Stored dataset items:

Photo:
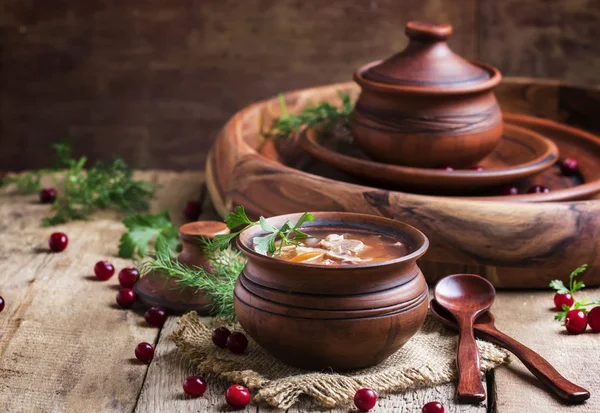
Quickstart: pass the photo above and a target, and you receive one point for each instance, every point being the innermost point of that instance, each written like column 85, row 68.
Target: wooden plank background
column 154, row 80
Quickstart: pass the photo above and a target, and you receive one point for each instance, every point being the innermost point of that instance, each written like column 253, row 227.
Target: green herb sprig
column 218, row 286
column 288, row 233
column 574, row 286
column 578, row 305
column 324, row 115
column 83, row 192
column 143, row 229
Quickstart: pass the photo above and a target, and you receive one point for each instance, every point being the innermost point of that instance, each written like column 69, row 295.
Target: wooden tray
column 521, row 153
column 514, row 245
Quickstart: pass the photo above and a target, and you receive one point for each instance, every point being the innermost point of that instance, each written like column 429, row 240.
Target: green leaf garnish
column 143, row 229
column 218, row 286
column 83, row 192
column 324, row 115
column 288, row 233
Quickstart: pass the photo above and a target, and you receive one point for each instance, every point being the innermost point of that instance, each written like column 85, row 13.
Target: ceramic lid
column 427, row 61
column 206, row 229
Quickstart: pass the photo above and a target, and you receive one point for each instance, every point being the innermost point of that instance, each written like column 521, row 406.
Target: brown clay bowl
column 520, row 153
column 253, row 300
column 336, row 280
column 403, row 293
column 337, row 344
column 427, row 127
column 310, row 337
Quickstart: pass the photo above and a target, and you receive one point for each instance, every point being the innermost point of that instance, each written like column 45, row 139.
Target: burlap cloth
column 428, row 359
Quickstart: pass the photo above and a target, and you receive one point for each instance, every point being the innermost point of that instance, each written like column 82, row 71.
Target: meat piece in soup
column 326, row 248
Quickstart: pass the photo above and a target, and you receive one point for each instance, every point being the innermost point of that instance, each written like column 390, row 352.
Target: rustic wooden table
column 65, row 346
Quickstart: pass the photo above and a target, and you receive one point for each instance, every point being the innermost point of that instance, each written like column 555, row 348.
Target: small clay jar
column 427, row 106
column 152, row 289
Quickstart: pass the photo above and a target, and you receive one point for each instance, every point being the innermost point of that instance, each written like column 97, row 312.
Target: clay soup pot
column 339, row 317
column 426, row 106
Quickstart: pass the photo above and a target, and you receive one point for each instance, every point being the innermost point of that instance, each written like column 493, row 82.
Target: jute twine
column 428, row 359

*Work to be completed*. Can you transcribe every one of the records above word for word, leaving the pictures out?

*Full solution*.
Photo:
Quickstart: pass the photo above and a target, and you receive one point for each instance, every point being the innermost point of that instance, each written like column 85, row 68.
Target: wooden plank background
column 154, row 80
Quickstart: pass the photo above and a target, and you receive one point for each instance, every point being the innermost point of that instance, each written like column 253, row 227.
Target: green herb sprig
column 218, row 286
column 288, row 233
column 574, row 286
column 578, row 305
column 324, row 115
column 83, row 192
column 143, row 229
Quickstart: pass the photo above and a target, and you receive one point for each instance, every point being the innermost point of that instance, each written like column 69, row 295.
Target: wooden tray
column 521, row 153
column 514, row 245
Quickstart: pass the photo above and a target, and you receive one point for each instance, every point being the innermost point of that instance, each written like column 429, row 240.
Target: green leaf garnish
column 143, row 229
column 218, row 286
column 83, row 192
column 324, row 115
column 288, row 233
Quickstart: pass the photo above and a target, and you receive one point for each instance, every point being the innermost point of that instance, each written like column 85, row 13.
Target: ceramic lid
column 427, row 61
column 206, row 229
Quickstart: pass the photo above and a target, and you receive one point for each instance, every point being the innermost point of that instance, each written like column 521, row 406.
Target: brown clay bowl
column 520, row 153
column 253, row 300
column 336, row 280
column 403, row 293
column 337, row 344
column 427, row 127
column 310, row 337
Quickstart: pass the photo above and a target, and you receive one point for each instance, every point being the innermost point of that instance, each written like column 45, row 139.
Target: burlap cloth
column 428, row 359
Quickstart: pass the photo above and a target, and you receive one point for each instance, every point being the innermost point of that instance, each written like column 82, row 71.
Target: meat piece in soup
column 326, row 248
Quickstart: pass the photo above and a target, and you receive one point for each instance, every point being the innermost point of that instance, each written like column 390, row 352.
Target: rustic wooden table
column 65, row 346
Quickstart: pass the photo above and a target, and you receive one point for each instance, every point being the innermost point of that instance, each written like column 555, row 348.
Target: small clay jar
column 427, row 106
column 152, row 289
Quickstart: pass the photo above and a target, and you receive one point for each instance, every point being the innermost point of that instance, each written like column 97, row 312.
Target: clay soup pot
column 339, row 317
column 426, row 106
Quickstart: pass the photo above and a target, and you receive one point for each instance, every point being the innermost point of that instance, each written like column 493, row 82.
Target: jute twine
column 428, row 359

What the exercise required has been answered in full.